▶ **DOCUMENT EXCERPT**
#####

European markets started the week on the back foot yesterday as sporadic unrest across China sparks a selloff in global equities. The weakness spread across to the US, where we saw similar weakness on reports that Apple’s iPhone sales could be impacted to the tune of 6m handsets from the current disruption.
With the rest of the world enjoying life, watching the Football World Cup and learning to live with Covid without masks, Chinese authorities are continuing to double down on a strategy that has zero chance of success, and a population increasingly weary after two years of on-off restrictions, and with no endgame in sight.
The US dollar underwent a choppy session yesterday, initially slipping back before closing sharply higher on a combination of haven demand as stocks sold off, as well as hawkish comments from the likes of St. Louis Fed President James Bullard once again making the case for at least a 5% terminal rate before a pause by the end of Q1.
New York Fed President John Williams also said that more work needed to be done on inflation, however with at least another 50bps rate hike coming in December, that’s not a particularly controversial position to take.
Nonetheless, combined with concerns about China’s covid policies, US markets slipped back with some of yesterday’s losses perhaps being driven by investors booking gains as we head towards month end.
Hawkish rhetoric wasn’t just confined to Fed speakers yesterday. We also had the likes of ECB President Christine Lagarde remarking that the European Central Bank needed to take a hawkish line on rising inflation, with the mood music suggesting that we can expect to see more than one or two more rate hikes in the coming months.
This was a line also taken by the Netherlands and ECB governing council member, Klaas Knot as well as Spain’s Pablo Hernandez de Cos.
There is certainly a recognition that the ECB has been very much behind the curve when it came to recognising that inflation wasn’t going to be transitory, however there does appear to be a growing sense that they could be about to compound that mistake, by hiking aggressively just as inflation looks like it might be peaking.
That certainly appears to be the case in the US, where energy prices have been falling sharply and CPI peaked in June, and where prices paid inflation is below the levels it was at in June 2020.
Last week’s sharp drop in the month-on-month German PPI numbers for October appeared to indicate that something similar might be about to start playing out in Europe.

#####

▶ **SUPPLIED RECORDS**
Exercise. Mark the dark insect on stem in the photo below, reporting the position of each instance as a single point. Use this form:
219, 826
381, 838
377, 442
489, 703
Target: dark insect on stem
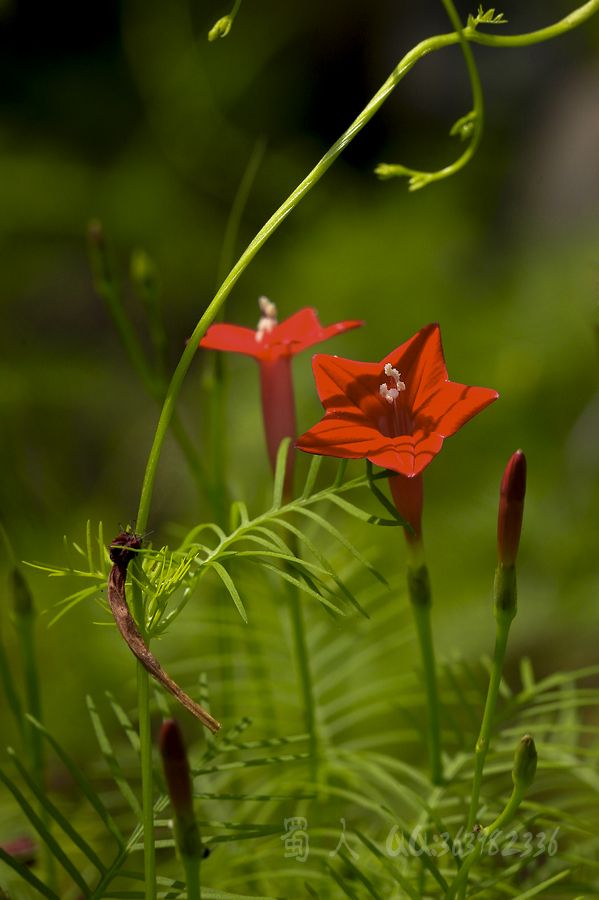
122, 551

#####

▶ **WHAT YOU WILL DO**
**A)** Repeat the market commentary from "European markets started" to "the current disruption." word for word.
**B)** Proceed with the market commentary, continuing on from its final sentence.

▶ **EXPECTED OUTPUTS**
**A)**
European markets started the week on the back foot yesterday as sporadic unrest across China sparks a selloff in global equities. The weakness spread across to the US, where we saw similar weakness on reports that Apple’s iPhone sales could be impacted to the tune of 6m handsets from the current disruption.

**B)**
Today’s Spain and Germany flash CPI numbers for November could add another piece to that puzzle with Spain CPI expected to fall back from 7.3% to 7.1%, while Germany CPI is expected to fall back from 11.6% to 11.3%.
In the UK the prospect of peak inflation seems quite a long way off with consumer spending already showing signs of slowing sharply.
The slowdown is already being reflected in anecdotal evidence of a lower asking prices in the housing market, although mortgage approvals have managed to hold up reasonably well so far. This could change in today’s mortgage approval numbers which are predicted to fall to 60k and their lowest levels since June 2020.
Net consumer credit has also slowed sharply, slipping to £0.7bn in September from £1.2bn in August. This is expected to see a modest uptick to £0.9bn.
EUR/USD – pushed as high as 1.0497 yesterday before running out of puff and slipping back sharply. We need to see a close above the 1.0400 area and 200-day SMA area, to signal further gains. If we slip back below 1.0320, we could see a move back towards 1.0180.
GBP/USD – the failure to push up through the 200-day SMA at 1.2190, where we have resistance has seen the pound slip back. We need to take out 1.2200 to target the 1.2500 area. Support now back at the 1.1870 area.
EUR/GBP – found support at the 0.8570 and has rebounded. We could see a squeeze back to the 0.8730 area and 50-day SMA. Continues to look heavy while below the 0.8780 area.
USD/JPY – found support at the 137.50 area yesterday. A break below here targets a move towards 135.00 Resistance remains back at the highs of last week at 142.50.